[Stored dataset items]
--------------------
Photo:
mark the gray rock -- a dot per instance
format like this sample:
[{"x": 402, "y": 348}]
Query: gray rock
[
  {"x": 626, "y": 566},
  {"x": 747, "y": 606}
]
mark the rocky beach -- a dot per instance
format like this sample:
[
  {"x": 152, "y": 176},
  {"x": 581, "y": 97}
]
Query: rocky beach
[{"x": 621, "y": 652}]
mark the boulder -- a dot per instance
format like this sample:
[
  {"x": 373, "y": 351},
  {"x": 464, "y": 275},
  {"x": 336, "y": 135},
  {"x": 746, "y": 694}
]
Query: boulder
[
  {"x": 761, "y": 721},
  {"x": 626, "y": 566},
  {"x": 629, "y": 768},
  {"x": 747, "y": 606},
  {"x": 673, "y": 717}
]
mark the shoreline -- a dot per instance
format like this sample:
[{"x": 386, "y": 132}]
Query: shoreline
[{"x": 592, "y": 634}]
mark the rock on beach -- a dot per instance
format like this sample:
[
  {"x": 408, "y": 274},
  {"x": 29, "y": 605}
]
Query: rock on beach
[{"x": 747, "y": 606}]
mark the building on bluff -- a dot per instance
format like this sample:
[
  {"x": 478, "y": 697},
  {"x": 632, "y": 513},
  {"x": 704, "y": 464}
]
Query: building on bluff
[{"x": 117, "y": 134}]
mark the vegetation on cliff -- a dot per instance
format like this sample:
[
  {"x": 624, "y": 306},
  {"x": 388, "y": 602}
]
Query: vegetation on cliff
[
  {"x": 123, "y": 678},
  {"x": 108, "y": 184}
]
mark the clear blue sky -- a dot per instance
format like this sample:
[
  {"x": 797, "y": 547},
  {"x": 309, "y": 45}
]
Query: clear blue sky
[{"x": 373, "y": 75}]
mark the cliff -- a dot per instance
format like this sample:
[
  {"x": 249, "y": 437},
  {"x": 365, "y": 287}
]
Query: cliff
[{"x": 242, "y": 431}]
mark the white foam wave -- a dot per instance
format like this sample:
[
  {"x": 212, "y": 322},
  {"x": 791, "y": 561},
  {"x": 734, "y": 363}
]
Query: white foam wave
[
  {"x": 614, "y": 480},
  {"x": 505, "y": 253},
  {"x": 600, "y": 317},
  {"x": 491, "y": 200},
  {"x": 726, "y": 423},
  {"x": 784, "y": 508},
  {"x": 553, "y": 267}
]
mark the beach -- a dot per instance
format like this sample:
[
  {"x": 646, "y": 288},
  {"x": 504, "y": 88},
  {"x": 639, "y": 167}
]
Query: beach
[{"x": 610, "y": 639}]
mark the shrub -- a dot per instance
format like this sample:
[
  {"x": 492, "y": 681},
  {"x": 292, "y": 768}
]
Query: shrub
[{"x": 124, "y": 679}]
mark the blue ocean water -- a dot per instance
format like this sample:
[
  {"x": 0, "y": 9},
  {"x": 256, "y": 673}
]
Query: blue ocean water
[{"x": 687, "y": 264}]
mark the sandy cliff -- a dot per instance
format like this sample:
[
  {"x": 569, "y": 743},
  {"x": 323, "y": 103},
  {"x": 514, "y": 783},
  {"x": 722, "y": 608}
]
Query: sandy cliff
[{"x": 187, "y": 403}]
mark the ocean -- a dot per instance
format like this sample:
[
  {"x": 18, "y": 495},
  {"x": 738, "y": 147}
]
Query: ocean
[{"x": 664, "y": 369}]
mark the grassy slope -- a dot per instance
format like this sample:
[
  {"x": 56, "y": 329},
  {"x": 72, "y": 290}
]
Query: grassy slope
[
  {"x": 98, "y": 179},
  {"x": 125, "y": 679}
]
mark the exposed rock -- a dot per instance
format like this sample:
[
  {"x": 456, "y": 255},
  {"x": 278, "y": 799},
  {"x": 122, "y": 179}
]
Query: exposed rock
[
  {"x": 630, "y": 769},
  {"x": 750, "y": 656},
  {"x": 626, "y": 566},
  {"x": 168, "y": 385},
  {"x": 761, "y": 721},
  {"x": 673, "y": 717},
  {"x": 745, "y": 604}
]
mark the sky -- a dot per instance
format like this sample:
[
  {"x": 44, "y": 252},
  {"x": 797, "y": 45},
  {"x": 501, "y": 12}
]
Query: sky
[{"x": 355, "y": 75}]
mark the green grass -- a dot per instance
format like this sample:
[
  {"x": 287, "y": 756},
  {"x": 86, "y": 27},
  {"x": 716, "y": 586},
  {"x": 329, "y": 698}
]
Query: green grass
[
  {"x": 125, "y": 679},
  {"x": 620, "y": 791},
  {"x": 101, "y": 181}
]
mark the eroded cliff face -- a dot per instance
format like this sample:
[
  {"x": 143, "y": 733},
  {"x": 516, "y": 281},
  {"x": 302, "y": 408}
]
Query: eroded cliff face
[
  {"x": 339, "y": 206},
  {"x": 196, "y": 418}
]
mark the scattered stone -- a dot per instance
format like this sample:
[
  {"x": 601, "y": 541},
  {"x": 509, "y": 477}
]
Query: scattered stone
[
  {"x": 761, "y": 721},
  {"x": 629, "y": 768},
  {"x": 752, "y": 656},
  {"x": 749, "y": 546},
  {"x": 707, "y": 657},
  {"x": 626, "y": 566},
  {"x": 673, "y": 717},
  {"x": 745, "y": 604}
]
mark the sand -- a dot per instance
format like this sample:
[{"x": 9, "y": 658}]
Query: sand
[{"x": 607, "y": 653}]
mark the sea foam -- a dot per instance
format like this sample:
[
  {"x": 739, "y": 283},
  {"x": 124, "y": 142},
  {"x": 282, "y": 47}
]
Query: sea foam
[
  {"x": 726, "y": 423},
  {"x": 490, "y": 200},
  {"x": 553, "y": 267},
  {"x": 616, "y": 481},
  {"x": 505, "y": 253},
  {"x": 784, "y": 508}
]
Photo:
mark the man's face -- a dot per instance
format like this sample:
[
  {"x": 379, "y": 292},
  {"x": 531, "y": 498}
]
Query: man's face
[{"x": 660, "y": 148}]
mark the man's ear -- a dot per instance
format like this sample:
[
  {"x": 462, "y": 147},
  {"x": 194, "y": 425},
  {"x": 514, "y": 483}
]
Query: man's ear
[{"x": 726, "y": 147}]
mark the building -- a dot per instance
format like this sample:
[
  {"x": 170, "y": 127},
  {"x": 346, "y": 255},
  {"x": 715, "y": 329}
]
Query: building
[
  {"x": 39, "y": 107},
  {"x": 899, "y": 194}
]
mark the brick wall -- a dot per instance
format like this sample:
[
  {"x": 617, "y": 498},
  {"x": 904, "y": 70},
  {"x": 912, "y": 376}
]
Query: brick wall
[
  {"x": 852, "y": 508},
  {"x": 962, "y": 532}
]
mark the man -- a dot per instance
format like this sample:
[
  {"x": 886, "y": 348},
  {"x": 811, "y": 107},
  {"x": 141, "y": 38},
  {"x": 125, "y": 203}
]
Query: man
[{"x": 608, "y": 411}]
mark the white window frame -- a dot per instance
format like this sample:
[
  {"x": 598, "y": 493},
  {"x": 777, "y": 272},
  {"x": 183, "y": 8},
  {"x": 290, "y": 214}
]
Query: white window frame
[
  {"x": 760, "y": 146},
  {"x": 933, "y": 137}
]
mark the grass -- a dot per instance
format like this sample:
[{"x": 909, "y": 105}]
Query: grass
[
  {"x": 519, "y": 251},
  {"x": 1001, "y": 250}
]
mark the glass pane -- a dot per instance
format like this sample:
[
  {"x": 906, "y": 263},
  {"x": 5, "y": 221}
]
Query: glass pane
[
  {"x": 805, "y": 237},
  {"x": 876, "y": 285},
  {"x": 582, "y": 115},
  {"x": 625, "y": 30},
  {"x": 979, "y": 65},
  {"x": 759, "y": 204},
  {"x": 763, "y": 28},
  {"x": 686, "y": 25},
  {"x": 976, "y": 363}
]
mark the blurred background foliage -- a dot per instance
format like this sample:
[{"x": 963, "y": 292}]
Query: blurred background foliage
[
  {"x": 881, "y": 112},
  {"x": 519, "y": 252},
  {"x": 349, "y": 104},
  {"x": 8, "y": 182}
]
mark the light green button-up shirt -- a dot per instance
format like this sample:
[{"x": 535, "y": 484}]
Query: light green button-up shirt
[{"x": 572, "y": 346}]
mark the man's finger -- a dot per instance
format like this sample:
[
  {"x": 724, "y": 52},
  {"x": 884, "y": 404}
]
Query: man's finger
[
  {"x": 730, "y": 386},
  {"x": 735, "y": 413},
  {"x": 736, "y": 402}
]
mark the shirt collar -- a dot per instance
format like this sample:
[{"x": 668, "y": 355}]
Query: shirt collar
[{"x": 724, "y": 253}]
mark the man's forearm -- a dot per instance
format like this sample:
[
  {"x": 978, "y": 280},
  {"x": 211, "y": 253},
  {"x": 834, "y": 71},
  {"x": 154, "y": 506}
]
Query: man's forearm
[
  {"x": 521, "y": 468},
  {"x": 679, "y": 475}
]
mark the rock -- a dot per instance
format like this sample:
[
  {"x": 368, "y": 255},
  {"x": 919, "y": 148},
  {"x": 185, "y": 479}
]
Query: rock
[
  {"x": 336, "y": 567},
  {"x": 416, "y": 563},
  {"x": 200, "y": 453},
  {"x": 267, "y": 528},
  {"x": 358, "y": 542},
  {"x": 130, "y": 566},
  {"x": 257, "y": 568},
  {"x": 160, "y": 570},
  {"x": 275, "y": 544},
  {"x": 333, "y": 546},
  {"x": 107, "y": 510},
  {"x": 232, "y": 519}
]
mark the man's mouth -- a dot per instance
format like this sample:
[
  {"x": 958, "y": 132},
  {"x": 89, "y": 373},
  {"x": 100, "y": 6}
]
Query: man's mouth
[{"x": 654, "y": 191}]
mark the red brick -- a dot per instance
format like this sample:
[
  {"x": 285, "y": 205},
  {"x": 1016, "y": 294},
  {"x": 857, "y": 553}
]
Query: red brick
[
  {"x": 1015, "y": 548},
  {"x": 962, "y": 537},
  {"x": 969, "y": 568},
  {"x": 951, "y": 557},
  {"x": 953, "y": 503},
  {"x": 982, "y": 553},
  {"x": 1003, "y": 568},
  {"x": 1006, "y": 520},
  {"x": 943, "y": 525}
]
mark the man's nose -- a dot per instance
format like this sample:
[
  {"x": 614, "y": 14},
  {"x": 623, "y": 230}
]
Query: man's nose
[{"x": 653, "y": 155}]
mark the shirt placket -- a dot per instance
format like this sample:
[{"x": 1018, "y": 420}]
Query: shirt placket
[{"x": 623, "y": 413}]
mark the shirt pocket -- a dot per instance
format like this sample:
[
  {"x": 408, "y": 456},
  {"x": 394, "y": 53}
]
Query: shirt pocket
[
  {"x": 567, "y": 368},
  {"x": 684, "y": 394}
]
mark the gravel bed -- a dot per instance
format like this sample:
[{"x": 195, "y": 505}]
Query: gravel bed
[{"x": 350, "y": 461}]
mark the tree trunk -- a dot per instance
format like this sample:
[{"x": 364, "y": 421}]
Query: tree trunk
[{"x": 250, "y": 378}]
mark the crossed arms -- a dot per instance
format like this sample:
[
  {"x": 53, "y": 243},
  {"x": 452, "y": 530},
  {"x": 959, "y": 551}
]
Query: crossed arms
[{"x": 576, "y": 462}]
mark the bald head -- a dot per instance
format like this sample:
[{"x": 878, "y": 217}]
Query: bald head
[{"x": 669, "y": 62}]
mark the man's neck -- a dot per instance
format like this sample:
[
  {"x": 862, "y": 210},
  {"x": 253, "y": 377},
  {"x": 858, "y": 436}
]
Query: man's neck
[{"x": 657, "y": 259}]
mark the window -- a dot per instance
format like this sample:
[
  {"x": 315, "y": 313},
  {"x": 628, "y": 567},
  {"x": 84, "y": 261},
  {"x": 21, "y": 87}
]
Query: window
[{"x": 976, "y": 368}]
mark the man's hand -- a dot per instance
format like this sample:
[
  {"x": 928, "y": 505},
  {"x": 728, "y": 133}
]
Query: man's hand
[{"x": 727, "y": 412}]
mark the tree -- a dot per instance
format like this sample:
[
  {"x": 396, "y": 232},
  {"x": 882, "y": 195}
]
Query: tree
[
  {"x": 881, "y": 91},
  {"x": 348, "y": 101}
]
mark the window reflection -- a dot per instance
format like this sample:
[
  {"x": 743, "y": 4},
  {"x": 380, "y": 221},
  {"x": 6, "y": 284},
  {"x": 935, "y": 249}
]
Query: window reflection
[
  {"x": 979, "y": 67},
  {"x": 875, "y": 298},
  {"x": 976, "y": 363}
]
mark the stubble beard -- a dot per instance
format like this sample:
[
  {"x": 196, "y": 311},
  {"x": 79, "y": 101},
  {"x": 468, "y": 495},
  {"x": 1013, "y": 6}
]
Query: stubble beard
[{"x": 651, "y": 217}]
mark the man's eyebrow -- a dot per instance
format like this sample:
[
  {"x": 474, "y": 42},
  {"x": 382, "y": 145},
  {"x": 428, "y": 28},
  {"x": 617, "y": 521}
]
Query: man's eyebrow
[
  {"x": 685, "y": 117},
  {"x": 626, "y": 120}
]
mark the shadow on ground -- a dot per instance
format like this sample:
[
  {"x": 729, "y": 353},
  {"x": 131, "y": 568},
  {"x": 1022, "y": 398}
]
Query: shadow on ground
--------------------
AIM OF THE TASK:
Copy each line of the preceding data that contains the string "shadow".

SOLVED EXERCISE:
mark the shadow on ground -- a dot per instance
Query: shadow on ground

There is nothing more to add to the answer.